-- Assignment --
Within the entries that follow, show each line where the word "below" occurs.

**** Data

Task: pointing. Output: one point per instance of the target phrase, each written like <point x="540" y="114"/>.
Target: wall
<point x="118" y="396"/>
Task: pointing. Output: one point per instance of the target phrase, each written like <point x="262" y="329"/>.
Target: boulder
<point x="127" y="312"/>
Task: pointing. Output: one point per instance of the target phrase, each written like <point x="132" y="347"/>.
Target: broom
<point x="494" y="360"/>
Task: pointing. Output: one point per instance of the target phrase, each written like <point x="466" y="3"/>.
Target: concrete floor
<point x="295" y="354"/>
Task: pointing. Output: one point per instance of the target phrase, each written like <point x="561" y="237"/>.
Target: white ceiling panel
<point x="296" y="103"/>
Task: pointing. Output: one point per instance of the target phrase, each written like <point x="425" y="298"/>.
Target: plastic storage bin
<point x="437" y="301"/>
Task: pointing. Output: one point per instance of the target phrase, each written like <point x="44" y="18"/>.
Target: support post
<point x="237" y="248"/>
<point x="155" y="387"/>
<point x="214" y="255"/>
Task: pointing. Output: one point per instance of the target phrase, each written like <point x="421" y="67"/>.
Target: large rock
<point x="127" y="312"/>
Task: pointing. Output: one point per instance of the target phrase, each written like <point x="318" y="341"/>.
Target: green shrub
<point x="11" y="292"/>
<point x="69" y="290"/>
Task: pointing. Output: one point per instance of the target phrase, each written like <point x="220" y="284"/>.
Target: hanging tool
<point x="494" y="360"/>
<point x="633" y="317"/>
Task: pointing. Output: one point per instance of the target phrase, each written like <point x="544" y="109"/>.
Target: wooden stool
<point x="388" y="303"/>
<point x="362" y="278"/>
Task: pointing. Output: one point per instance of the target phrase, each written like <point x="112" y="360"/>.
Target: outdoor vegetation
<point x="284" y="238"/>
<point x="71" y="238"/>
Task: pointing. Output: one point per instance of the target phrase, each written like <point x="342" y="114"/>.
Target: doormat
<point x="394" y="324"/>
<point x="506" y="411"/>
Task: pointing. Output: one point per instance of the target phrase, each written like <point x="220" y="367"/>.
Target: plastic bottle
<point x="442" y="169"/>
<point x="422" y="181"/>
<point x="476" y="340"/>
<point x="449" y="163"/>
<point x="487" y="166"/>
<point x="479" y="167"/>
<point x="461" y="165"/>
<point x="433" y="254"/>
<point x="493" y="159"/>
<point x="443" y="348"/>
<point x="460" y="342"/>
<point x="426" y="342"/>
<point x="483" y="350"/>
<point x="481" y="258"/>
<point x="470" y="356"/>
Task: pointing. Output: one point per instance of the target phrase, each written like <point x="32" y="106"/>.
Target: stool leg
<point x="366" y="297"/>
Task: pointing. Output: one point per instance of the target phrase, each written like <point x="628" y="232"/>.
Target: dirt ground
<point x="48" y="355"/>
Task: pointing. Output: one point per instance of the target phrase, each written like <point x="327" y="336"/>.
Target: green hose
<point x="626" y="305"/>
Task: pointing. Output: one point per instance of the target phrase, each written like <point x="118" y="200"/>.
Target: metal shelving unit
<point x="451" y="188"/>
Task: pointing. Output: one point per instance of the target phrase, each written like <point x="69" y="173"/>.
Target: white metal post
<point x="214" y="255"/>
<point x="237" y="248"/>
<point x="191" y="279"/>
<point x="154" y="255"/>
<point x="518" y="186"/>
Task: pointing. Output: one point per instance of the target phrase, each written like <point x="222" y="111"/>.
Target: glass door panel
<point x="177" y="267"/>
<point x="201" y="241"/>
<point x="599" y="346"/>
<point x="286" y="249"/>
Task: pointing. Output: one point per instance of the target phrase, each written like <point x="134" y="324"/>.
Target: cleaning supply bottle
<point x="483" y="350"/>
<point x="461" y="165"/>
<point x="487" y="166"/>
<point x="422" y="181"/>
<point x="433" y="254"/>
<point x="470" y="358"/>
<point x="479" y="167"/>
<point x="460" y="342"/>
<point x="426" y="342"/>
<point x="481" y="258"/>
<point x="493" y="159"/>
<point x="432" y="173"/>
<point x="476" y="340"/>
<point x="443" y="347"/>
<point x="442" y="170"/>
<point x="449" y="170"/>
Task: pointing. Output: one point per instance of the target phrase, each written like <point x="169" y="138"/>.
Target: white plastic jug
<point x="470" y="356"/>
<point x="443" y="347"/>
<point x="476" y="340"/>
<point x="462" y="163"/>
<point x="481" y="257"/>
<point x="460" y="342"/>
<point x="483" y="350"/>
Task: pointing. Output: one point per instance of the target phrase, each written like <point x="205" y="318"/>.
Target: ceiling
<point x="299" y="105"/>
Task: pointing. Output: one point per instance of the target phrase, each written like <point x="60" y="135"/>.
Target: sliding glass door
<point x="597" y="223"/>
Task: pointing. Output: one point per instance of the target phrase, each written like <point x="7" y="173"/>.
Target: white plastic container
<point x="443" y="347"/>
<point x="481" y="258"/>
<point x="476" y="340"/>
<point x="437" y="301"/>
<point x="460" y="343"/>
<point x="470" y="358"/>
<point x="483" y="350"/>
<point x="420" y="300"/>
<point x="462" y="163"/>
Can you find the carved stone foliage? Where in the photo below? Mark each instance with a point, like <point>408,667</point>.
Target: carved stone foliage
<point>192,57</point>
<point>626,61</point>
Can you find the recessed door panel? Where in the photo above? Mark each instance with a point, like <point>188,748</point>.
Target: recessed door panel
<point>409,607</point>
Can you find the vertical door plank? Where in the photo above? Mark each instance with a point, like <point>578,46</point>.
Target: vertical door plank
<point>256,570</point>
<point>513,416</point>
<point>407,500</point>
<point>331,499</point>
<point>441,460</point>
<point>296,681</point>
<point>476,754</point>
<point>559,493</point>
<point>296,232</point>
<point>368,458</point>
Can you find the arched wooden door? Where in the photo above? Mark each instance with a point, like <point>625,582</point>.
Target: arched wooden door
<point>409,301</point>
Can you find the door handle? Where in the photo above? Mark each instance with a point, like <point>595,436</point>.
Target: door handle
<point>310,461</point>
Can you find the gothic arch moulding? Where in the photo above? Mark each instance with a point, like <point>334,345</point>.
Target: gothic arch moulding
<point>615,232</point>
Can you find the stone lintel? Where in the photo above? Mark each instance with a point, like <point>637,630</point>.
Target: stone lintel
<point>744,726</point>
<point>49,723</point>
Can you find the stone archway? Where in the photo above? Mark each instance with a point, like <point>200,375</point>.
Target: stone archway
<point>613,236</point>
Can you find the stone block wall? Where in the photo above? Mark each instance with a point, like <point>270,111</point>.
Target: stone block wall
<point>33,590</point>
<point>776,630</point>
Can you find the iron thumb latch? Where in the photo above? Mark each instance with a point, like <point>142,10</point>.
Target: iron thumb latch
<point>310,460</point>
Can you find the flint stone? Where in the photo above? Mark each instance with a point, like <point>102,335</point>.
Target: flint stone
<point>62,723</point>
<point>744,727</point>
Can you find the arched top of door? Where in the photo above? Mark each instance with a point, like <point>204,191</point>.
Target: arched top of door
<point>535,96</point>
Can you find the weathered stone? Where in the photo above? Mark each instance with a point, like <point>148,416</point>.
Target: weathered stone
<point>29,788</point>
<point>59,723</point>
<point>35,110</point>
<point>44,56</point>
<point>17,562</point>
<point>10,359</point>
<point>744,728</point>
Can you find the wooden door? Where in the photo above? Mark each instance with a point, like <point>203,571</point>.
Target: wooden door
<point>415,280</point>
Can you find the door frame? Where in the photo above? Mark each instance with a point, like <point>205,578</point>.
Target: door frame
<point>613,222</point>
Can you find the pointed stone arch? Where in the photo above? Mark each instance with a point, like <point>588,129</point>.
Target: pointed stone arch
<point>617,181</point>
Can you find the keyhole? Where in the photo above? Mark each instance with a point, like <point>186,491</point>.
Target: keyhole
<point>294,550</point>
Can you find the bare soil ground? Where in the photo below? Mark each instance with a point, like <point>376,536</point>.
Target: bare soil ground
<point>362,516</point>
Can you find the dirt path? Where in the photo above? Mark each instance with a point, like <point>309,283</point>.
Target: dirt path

********

-- Written response --
Can you find the carved stone foliage? Where in the photo below? Mark each instance with a point, like <point>408,667</point>.
Can you find the bare soil ground? Where in the photo below? Mark each instance with a point, like <point>376,536</point>.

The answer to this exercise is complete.